▶ Task to complete:
Rewrite the entries below, changing each occurrence of "bounding box" to "rectangle" and leaving all other text as it is.
══ Records supplied
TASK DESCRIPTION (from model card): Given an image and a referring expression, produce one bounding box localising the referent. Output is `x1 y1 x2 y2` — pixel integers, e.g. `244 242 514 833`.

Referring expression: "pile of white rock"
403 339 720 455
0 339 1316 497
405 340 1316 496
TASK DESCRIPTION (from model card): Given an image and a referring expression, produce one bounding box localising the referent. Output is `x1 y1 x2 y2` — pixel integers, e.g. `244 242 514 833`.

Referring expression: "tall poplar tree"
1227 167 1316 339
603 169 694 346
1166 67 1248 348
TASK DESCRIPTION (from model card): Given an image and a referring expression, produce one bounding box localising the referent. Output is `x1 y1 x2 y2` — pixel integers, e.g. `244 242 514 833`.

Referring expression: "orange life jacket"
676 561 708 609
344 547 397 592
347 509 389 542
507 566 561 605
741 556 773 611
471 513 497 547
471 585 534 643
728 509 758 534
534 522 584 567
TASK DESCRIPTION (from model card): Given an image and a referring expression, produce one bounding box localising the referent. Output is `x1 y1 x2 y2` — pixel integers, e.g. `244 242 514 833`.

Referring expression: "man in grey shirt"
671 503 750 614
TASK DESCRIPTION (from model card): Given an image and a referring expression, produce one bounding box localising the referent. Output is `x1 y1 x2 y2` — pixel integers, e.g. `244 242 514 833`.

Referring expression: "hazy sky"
════
▶ Output:
TASK DESCRIPTION (from model card): Given an image and a referring expression, produce one rectangle localising the referent. Output is `x1 y1 x2 y2` — pixel integers, e.g. `244 242 514 833`.

Referring expression: "pile of white rock"
403 339 720 455
0 339 1316 497
405 340 1316 496
TASK DESCRIPTION (from model card): Given an image and a referring expression, produce one rectangle localising the referent. Output is `x1 y1 x2 y2` — pixel integers, e.g. `244 242 514 833`.

Referring expression: "tall poplar tree"
1227 167 1316 339
603 169 694 346
1166 67 1248 348
TASK DESCRIPTION (from model card): Given an image and a referring expression, produce one rectangle localising the referent. Output is `x1 y1 x2 y2` — pixel integers, e.g. `244 242 514 833`.

Referring expression: "orange life jacket"
676 561 708 609
344 547 397 592
347 509 389 542
507 566 561 605
741 556 773 611
471 513 497 547
471 585 534 643
728 509 758 534
534 522 584 567
TASK DESCRIPTION (from model card): Given an image and a referring expression, produce one rectangle localising the referent. Output is `x1 y1 x2 y2` — pixel integers, e.g. `244 242 514 833`.

Referring expression: "man in grey shirt"
671 503 750 614
TASK DESCRIPTION (from model card): Given an image and a referring expression, produce one rectangle localising the referent. Output is `x1 y1 x2 y2` — pixel integers, e.g. `244 242 514 833`.

Referring expression: "hazy sky"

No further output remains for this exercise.